_What the task requires_:
Make a word-for-word copy of the entries below from their first line through the line with "Target: couple holding hands", and add nothing.

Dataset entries

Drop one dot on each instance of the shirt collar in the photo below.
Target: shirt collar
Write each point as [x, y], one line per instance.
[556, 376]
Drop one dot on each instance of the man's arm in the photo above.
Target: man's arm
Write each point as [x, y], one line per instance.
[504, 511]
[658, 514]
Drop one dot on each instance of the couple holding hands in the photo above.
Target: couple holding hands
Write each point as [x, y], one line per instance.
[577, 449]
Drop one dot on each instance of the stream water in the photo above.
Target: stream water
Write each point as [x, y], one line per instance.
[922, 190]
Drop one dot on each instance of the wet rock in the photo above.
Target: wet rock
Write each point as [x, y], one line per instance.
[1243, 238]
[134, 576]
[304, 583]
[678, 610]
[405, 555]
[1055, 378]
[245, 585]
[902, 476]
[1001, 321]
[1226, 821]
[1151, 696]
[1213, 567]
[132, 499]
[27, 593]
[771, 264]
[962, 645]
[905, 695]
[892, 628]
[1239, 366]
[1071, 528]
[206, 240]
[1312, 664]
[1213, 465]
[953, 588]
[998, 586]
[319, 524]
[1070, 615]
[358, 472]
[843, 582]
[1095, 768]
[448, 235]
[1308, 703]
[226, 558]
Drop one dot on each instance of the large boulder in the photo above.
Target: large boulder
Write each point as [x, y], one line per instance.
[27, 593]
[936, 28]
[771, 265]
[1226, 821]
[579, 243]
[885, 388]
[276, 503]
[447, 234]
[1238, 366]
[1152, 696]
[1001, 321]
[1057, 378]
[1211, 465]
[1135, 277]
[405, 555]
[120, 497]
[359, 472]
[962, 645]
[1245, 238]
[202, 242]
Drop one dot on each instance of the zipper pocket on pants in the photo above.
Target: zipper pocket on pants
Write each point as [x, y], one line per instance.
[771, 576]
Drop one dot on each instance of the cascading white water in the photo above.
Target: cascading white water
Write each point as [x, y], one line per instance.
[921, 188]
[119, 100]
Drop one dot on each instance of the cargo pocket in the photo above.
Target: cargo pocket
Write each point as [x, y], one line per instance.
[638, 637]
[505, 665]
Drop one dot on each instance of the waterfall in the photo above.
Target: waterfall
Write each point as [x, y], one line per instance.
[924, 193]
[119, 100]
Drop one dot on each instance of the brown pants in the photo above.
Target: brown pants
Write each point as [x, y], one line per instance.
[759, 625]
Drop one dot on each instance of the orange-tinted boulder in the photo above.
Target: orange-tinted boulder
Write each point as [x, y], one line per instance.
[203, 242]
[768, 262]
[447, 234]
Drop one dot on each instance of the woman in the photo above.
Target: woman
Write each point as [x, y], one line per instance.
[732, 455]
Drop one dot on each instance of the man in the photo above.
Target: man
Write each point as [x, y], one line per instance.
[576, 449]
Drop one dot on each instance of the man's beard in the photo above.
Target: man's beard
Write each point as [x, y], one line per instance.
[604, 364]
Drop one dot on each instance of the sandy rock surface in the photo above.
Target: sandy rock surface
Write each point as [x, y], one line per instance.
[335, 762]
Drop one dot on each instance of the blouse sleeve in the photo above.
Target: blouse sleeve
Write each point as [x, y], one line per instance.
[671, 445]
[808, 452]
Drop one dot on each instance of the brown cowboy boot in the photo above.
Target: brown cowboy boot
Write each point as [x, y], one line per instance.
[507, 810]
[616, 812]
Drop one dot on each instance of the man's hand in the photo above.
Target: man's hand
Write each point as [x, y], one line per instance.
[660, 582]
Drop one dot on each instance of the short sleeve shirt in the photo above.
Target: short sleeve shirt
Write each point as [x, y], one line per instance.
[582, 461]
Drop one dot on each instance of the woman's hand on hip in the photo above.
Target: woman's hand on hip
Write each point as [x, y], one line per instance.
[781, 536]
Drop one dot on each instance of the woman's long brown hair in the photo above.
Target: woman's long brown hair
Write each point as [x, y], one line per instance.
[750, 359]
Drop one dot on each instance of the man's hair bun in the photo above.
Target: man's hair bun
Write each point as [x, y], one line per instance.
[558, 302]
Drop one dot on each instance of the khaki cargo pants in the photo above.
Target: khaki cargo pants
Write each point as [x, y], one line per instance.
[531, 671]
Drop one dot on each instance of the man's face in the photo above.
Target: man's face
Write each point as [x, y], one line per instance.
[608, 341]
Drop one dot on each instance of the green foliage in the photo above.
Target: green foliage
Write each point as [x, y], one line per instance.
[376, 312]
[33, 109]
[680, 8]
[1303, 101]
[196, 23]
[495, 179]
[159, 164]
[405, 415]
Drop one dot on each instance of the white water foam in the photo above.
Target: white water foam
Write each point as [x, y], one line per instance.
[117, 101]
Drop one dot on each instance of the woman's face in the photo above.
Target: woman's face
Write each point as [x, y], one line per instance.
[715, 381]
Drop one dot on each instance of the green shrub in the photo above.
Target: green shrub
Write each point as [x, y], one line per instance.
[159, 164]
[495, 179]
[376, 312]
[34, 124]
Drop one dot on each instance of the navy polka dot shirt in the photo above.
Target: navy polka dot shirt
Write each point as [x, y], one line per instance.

_Task answer_:
Drop one dot on each instance of the shirt collar in the photo below.
Target: shirt collar
Write each point as [x, y], one line per instance.
[556, 376]
Drop one dot on each instance of the man's arm in the photo above.
Target: man's arm
Write each point as [x, y], one line per instance.
[504, 511]
[658, 514]
Drop one dot on each instance of the couple holding hands in the photo above.
Target: couple holding hands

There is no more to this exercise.